» **Énoncé 1**
Répondez à ces questions d'après le texte ci-dessous :
(a) Selon le sous-titre, dans quelle ville les Français sont-ils séquestrés ?
(b) De combien d'heures est le sursis dont on se sent presque heureux ?
(c) Vers quelle ville les habitués partent-ils ?

174 JOURS EN PRUSSE
À VERSAILLES
Notes rédigées jour par jour, contenant les Nouvelles vraies ou fausses, les mensonges, cancans, potins, canards, bavardages et racontars qui ont défrayé la curiosité des Français séquestrés à Versailles.
Tout est rédigé de façon à bien faire comprendre l’horrible situation qui nous a été faite.
L’ennemi approche de plus en plus, mais on espère qu’il ne se montrera pas encore aujourd’hui. Comme des condamnés à mort, on se sent presque heureux d’un sursis de vingt-quatre heures.
Les habitués partent pour Paris, comme à l’ordinaire. Quelques-uns, cependant, reculent à l’idée de rester enfermés à Paris.
Le reste de la journée se passe à attendre on ne sait pas quoi.

» **Énoncé 2**
Relevez chaque ligne de la liste qui contient la chaîne "lamp", en tenant compte de la casse.

Relevés de placement des points

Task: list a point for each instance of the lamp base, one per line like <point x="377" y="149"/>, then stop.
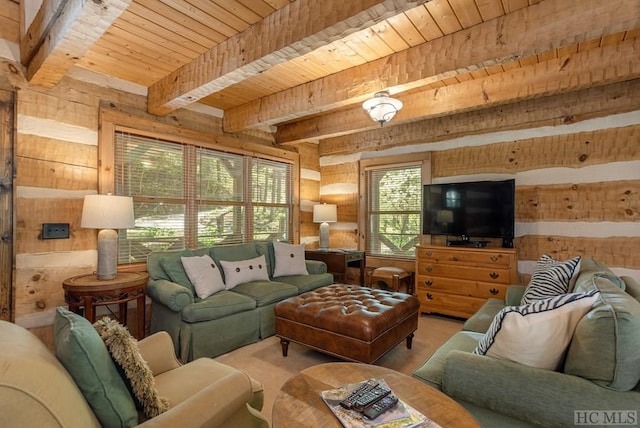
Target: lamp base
<point x="107" y="254"/>
<point x="324" y="235"/>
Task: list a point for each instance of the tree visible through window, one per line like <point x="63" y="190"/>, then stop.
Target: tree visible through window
<point x="394" y="199"/>
<point x="187" y="196"/>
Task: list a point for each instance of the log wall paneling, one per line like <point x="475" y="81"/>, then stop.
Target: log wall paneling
<point x="612" y="251"/>
<point x="45" y="210"/>
<point x="575" y="150"/>
<point x="7" y="211"/>
<point x="309" y="190"/>
<point x="592" y="202"/>
<point x="347" y="206"/>
<point x="55" y="175"/>
<point x="342" y="173"/>
<point x="309" y="157"/>
<point x="39" y="290"/>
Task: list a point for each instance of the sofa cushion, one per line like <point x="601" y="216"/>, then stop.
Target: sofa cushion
<point x="606" y="345"/>
<point x="217" y="306"/>
<point x="234" y="252"/>
<point x="289" y="259"/>
<point x="244" y="271"/>
<point x="631" y="287"/>
<point x="124" y="351"/>
<point x="536" y="334"/>
<point x="550" y="278"/>
<point x="431" y="370"/>
<point x="204" y="274"/>
<point x="266" y="292"/>
<point x="481" y="320"/>
<point x="589" y="268"/>
<point x="309" y="282"/>
<point x="81" y="350"/>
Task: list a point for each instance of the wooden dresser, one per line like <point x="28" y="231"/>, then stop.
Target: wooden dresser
<point x="457" y="280"/>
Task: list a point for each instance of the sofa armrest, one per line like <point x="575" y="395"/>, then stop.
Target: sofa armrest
<point x="158" y="351"/>
<point x="213" y="406"/>
<point x="534" y="395"/>
<point x="514" y="295"/>
<point x="170" y="294"/>
<point x="316" y="266"/>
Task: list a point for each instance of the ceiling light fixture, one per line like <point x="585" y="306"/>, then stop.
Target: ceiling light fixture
<point x="382" y="107"/>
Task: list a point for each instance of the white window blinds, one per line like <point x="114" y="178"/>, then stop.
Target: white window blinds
<point x="187" y="196"/>
<point x="394" y="200"/>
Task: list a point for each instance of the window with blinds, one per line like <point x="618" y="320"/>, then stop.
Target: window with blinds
<point x="394" y="201"/>
<point x="187" y="196"/>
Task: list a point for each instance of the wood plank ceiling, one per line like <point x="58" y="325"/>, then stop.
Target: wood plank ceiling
<point x="302" y="68"/>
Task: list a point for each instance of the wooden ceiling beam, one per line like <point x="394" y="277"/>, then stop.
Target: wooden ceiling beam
<point x="61" y="33"/>
<point x="591" y="68"/>
<point x="558" y="110"/>
<point x="554" y="24"/>
<point x="289" y="32"/>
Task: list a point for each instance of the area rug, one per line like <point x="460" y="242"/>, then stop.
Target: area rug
<point x="264" y="361"/>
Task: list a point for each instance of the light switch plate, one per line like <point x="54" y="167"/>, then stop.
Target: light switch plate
<point x="55" y="230"/>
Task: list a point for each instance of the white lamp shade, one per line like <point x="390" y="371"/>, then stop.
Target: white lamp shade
<point x="325" y="213"/>
<point x="107" y="212"/>
<point x="381" y="107"/>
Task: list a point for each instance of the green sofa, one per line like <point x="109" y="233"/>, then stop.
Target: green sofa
<point x="227" y="319"/>
<point x="601" y="367"/>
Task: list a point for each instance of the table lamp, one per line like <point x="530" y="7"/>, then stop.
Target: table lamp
<point x="107" y="212"/>
<point x="324" y="214"/>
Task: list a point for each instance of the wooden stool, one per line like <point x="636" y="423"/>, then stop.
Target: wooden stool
<point x="391" y="277"/>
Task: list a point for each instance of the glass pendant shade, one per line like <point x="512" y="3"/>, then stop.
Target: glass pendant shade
<point x="382" y="107"/>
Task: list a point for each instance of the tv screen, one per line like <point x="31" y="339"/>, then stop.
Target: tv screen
<point x="479" y="209"/>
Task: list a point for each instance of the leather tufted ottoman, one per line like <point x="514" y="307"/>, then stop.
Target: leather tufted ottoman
<point x="348" y="321"/>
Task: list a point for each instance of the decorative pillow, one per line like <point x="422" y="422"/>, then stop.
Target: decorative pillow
<point x="84" y="355"/>
<point x="289" y="259"/>
<point x="124" y="351"/>
<point x="550" y="278"/>
<point x="203" y="274"/>
<point x="174" y="270"/>
<point x="537" y="334"/>
<point x="244" y="271"/>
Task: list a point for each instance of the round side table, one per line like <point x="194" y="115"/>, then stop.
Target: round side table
<point x="88" y="291"/>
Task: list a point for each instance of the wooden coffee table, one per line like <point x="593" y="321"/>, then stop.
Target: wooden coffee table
<point x="298" y="404"/>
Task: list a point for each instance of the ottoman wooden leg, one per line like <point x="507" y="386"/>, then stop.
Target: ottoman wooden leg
<point x="409" y="341"/>
<point x="285" y="346"/>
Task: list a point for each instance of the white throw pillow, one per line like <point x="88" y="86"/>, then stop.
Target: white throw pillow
<point x="551" y="278"/>
<point x="537" y="334"/>
<point x="289" y="259"/>
<point x="203" y="274"/>
<point x="244" y="271"/>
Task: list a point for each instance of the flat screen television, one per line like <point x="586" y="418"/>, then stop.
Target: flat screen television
<point x="479" y="209"/>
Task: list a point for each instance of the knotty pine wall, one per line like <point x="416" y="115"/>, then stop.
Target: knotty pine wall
<point x="575" y="158"/>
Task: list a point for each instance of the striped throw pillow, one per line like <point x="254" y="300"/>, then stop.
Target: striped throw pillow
<point x="550" y="278"/>
<point x="537" y="334"/>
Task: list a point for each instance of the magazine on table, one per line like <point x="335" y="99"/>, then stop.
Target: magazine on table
<point x="401" y="415"/>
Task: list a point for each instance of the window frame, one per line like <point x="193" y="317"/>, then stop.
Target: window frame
<point x="387" y="162"/>
<point x="112" y="121"/>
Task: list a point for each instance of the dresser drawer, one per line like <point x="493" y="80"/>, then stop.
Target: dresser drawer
<point x="474" y="257"/>
<point x="461" y="287"/>
<point x="484" y="274"/>
<point x="448" y="304"/>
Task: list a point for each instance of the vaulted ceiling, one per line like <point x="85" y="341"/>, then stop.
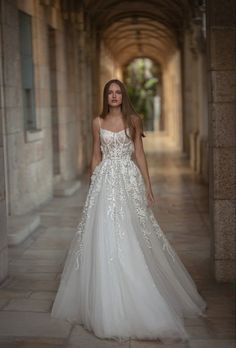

» **Réponse attendue 1**
(a) À Versailles.
(b) Vingt-quatre heures.
(c) Paris.

» **Réponse attendue 2**
Task: list a point for each instance of the lamp base, one per line like <point x="377" y="149"/>, then stop.
Target: lamp base
Task: list a point for each instance of the white lamp shade, one per line like <point x="390" y="371"/>, then stop.
Target: white lamp shade
Task: list a point for each instance of the table lamp, one per line like <point x="530" y="7"/>, then stop.
Target: table lamp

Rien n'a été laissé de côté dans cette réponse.